### SOURCE TEXT
The primary of end point of the trial was CMR rate in the frontline cohort, and CR/pathologic CR rate in the relapsed/refractory setting. Key secondary end points included event-free survival (EFS), OS, and safety.
“To date, 20 frontline patients have been treated, 10 with relapsed/refractory disease, and 5 with CML-LBP,” Short explained. “The median age of the frontline cohort was 62 years [range, 34-83]. Among the 10 patients with relapsed/refractory Ph-positive ALL, 1 was primary refractory to [a] previous regimen, 4 were treated in first salvage, and 5 in second or later salvage. Among the 5 patients with CML-LBP, 3 had not received any prior therapy for blast phase disease, 1 was treated in first salvage, and 1 in second salvage.”
Additional data indicated that the cohort of patients with CML-LBP had a CR or pathologic CR rate of 100%, as well as an MMR rate of 60%, and CMR rate of 40%. Moreover, the relapsed/refractory cohort achieved a rate of 88% in both MMR and CMR. In total, the overall patient population had a CR or pathologic CR rate of 96%, an MMR rate of 91%, and a CMR rate of 79%. No patients were reported to have an early death while on the study.
After the first cycle of treatment, the frontline ALL cohort had a CMR rate of 58%, an MMR rate of 26%, and 16% did not experience a response. Moreover, 75% of patients in the relapsed/refractory ALL cohort, and 20% in the CML-LBP cohort had a CMR after the first cycle, while 25% and 80% of patients from both cohorts did not respond, respectively.
Of the patients who experienced a CR or pathologic CR in the frontline ALL arm (n = 20), 1 died following CR due to post-procedural bleeding and hypovolemic shock, while 19 continue to experience ongoing responses without the need for stem cell transplantation. Notably, no patients in this have relapsed within 6 months.

### TO DO
Print the passage from the trial summary starting with "Additional data indicated" and going on through "not respond, respectively.".

(Collected data)
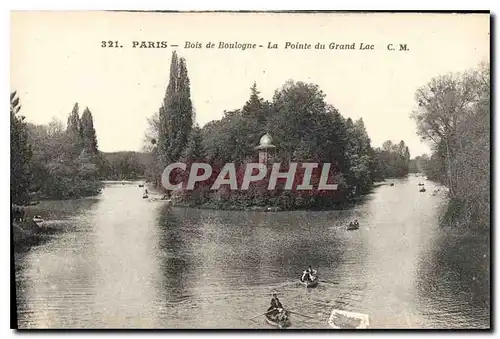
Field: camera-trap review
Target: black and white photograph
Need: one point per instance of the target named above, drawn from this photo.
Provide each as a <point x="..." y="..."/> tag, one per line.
<point x="250" y="170"/>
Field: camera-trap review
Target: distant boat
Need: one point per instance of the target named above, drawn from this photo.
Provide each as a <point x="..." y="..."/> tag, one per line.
<point x="275" y="321"/>
<point x="340" y="319"/>
<point x="37" y="219"/>
<point x="310" y="283"/>
<point x="352" y="226"/>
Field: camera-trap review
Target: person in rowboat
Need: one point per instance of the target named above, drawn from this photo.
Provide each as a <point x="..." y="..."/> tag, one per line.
<point x="305" y="275"/>
<point x="275" y="306"/>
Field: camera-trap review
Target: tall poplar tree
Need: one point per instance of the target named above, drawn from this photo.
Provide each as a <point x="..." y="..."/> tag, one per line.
<point x="88" y="133"/>
<point x="20" y="155"/>
<point x="175" y="114"/>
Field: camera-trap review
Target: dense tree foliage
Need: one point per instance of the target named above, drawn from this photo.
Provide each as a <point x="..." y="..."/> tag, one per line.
<point x="126" y="165"/>
<point x="454" y="116"/>
<point x="66" y="162"/>
<point x="20" y="151"/>
<point x="304" y="129"/>
<point x="393" y="160"/>
<point x="175" y="116"/>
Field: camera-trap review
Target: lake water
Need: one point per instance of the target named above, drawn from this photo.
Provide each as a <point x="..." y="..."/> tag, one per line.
<point x="121" y="261"/>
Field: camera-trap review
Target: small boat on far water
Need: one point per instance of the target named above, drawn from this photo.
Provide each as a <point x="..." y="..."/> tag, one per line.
<point x="280" y="320"/>
<point x="37" y="219"/>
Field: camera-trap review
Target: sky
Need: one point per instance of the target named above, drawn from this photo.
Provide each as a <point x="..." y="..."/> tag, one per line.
<point x="57" y="60"/>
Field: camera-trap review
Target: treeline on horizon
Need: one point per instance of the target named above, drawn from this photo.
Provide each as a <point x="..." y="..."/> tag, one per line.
<point x="57" y="162"/>
<point x="304" y="128"/>
<point x="453" y="115"/>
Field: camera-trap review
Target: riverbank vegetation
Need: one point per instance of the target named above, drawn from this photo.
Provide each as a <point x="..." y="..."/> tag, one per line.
<point x="66" y="161"/>
<point x="304" y="128"/>
<point x="57" y="161"/>
<point x="453" y="115"/>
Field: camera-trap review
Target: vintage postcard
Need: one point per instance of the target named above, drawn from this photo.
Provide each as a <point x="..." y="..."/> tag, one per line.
<point x="263" y="170"/>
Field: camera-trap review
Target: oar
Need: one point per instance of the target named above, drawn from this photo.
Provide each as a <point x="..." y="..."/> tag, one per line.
<point x="300" y="314"/>
<point x="260" y="315"/>
<point x="330" y="282"/>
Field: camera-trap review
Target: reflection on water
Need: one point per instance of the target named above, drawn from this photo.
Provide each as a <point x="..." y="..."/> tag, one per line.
<point x="126" y="262"/>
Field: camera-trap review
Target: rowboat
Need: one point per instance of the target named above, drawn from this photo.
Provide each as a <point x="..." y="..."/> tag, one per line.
<point x="341" y="319"/>
<point x="352" y="227"/>
<point x="309" y="283"/>
<point x="274" y="321"/>
<point x="37" y="219"/>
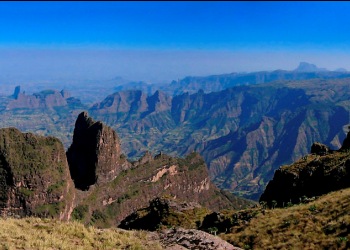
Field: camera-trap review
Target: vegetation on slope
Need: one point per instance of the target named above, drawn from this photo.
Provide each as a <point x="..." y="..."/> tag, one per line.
<point x="321" y="224"/>
<point x="53" y="234"/>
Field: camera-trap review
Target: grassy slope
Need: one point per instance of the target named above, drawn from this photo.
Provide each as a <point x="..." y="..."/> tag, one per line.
<point x="35" y="233"/>
<point x="321" y="224"/>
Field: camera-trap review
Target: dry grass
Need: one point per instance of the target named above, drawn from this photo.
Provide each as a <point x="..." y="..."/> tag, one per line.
<point x="322" y="224"/>
<point x="35" y="233"/>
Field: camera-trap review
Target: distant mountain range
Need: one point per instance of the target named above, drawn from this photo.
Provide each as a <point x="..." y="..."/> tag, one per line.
<point x="250" y="125"/>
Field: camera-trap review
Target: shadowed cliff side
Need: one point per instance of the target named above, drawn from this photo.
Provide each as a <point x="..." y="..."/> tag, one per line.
<point x="318" y="173"/>
<point x="34" y="176"/>
<point x="95" y="154"/>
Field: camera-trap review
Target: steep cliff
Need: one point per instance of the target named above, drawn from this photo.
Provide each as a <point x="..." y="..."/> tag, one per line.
<point x="244" y="133"/>
<point x="34" y="176"/>
<point x="184" y="179"/>
<point x="315" y="174"/>
<point x="95" y="155"/>
<point x="123" y="187"/>
<point x="43" y="99"/>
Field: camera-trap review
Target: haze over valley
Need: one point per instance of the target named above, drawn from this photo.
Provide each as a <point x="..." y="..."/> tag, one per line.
<point x="183" y="125"/>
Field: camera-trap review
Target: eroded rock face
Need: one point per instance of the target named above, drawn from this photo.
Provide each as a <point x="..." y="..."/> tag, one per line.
<point x="34" y="176"/>
<point x="319" y="149"/>
<point x="95" y="154"/>
<point x="179" y="238"/>
<point x="312" y="175"/>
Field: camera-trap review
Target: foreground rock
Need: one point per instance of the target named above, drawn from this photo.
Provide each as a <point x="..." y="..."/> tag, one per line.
<point x="34" y="176"/>
<point x="315" y="174"/>
<point x="180" y="238"/>
<point x="95" y="154"/>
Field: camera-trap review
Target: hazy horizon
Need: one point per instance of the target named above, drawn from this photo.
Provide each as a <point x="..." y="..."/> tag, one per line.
<point x="163" y="41"/>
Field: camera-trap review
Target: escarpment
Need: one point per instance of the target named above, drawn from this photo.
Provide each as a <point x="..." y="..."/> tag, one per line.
<point x="34" y="176"/>
<point x="318" y="173"/>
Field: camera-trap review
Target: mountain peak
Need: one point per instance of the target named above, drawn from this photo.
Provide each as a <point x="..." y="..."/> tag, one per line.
<point x="308" y="67"/>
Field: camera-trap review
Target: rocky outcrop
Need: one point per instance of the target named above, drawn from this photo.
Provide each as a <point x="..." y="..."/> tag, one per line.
<point x="319" y="149"/>
<point x="346" y="142"/>
<point x="179" y="238"/>
<point x="315" y="174"/>
<point x="163" y="212"/>
<point x="34" y="176"/>
<point x="95" y="154"/>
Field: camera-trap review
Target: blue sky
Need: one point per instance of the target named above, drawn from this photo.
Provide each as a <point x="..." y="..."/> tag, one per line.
<point x="157" y="41"/>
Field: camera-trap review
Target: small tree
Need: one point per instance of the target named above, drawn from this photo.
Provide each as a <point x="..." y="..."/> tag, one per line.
<point x="273" y="203"/>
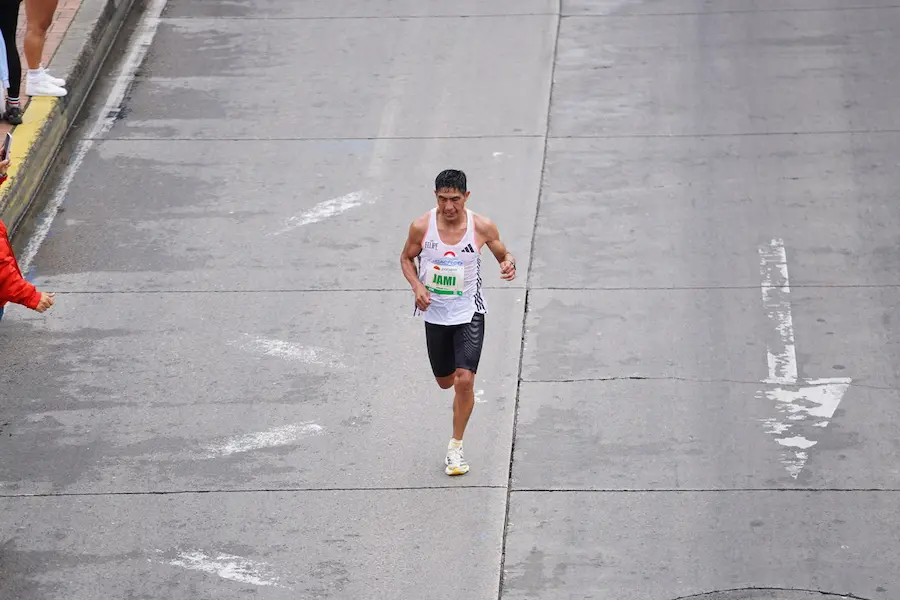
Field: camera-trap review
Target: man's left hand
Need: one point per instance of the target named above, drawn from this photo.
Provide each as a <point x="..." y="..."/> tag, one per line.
<point x="508" y="270"/>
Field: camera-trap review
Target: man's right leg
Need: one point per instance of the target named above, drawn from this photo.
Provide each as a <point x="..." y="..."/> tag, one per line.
<point x="39" y="17"/>
<point x="442" y="355"/>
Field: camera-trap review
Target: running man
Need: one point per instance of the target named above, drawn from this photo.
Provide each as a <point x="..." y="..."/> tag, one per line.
<point x="447" y="240"/>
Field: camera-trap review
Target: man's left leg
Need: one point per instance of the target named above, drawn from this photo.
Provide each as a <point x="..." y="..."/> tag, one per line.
<point x="468" y="341"/>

### EXERCISE OUTPUT
Additional data indicated that the cohort of patients with CML-LBP had a CR or pathologic CR rate of 100%, as well as an MMR rate of 60%, and CMR rate of 40%. Moreover, the relapsed/refractory cohort achieved a rate of 88% in both MMR and CMR. In total, the overall patient population had a CR or pathologic CR rate of 96%, an MMR rate of 91%, and a CMR rate of 79%. No patients were reported to have an early death while on the study.
After the first cycle of treatment, the frontline ALL cohort had a CMR rate of 58%, an MMR rate of 26%, and 16% did not experience a response. Moreover, 75% of patients in the relapsed/refractory ALL cohort, and 20% in the CML-LBP cohort had a CMR after the first cycle, while 25% and 80% of patients from both cohorts did not respond, respectively.